## Reading text
________________________

Can Antidepressants Help People With Rheumatoid Arthritis?
Depression is common in many people with rheumatoid arthritis. Learn how antidepressants can treat depression and ease RA symptoms such as pain and sleep problems.
Depression is very common in people with rheumatoid arthritis (RA). Up to 41 percent of people with RA will experience at least some symptoms of depression, compared to about 7 percent of Americans overall. Managing arthritis symptoms and the stress of living with a chronic, painful disease makes people with RA more likely to feel down. Depression can lead to more severe arthritis pain, which can negatively affect quality of life. Antidepressants can help to combat this cycle by relieving both depression and pain. Also, researchers are exploring whether some antidepressants might even work on the overactive immune system to reduce inflammation.
Antidepressants for depression
Selective serotonin reuptake inhibitors (SSRIs) like citalopram (Celexa), escitalopram (Lexapro), fluoxetine (Prozac), paroxetine (Paxil), and sertraline (Zoloft) are the most commonly prescribed antidepressants. They work by altering levels of brain chemicals like serotonin and dopamine, and by changing the way nerve cells communicate. These drugs are very effective against depression, and they can also help with anxiety. But it’s important to discuss your symptoms with your rheumatologist so you can get a referral for depression screening. A psychiatrist or other mental health professional can help determine whether your mood warrants antidepressants or another treatment.
“Some patients aren’t depressed. They get demoralized because they’re suffering from rheumatoid arthritis,” explains Glenn Treisman, MD, PhD, Eugene Meyer professor of psychiatry and medicine at Johns Hopkins. “That doesn’t respond to antidepressants. It responds to support and time.”

________________________

## Given data
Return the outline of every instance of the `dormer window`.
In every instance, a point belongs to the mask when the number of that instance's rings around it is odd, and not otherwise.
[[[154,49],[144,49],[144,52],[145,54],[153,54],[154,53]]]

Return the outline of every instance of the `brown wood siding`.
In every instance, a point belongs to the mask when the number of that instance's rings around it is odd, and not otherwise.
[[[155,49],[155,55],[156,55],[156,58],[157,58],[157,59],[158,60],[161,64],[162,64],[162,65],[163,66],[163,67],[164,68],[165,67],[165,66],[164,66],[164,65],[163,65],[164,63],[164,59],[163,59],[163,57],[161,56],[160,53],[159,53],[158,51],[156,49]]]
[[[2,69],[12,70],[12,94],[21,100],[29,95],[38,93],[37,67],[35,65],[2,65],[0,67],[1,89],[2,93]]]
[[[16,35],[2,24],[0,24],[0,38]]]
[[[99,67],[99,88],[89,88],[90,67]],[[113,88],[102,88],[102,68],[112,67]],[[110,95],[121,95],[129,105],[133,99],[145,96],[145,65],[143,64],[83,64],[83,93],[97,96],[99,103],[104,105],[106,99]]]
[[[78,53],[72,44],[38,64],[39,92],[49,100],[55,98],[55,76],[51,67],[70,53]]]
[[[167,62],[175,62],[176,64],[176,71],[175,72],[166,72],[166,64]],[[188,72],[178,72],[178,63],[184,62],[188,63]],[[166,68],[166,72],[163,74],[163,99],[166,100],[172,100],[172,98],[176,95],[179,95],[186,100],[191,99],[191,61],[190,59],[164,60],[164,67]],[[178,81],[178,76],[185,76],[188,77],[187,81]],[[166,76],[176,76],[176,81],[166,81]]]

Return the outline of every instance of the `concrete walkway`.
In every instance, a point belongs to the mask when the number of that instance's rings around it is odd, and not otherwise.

________________________

## Task instructions
[A] In the article on antidepressants and rheumatoid arthritis, swap "sleep problems" for "fatigue" and write out everything from "Depression is common" down to "and sleep problems.".
[B] Write the next part of the article on antidepressants and rheumatoid arthritis, picking up after its final sentence.
None of the records are needed here.

## Results for the exercise
[A]
Depression is common in many people with rheumatoid arthritis. Learn how antidepressants can treat depression and ease RA symptoms such as pain and fatigue.

[B]
Antidepressants for pain and sleep problems
Although antidepressants weren’t designed to relieve pain, some of them have this effect. Tricyclic antidepressants like amitriptyline and nortriptyline (Pamelor), and selective serotonin reuptake inhibitors (SNRIs) such as duloxetine (Cymbalta) and venlafaxine (Effexor XR) treat both depression and chronic pain. They work as neuromodulators, turning down the pain signal by modifying the number of chemical messengers like serotonin and norepinephrine transmitted between nerves. More than half of people with RA say they don’t sleep well—a rate more than double that of the general population. Not getting the appropriate amount of sleep can worsen pain and depression, which can make it even harder to fall asleep. Tricyclic antidepressants like amitriptyline, as well as trazodone (Desyrel) are used to improve sleep.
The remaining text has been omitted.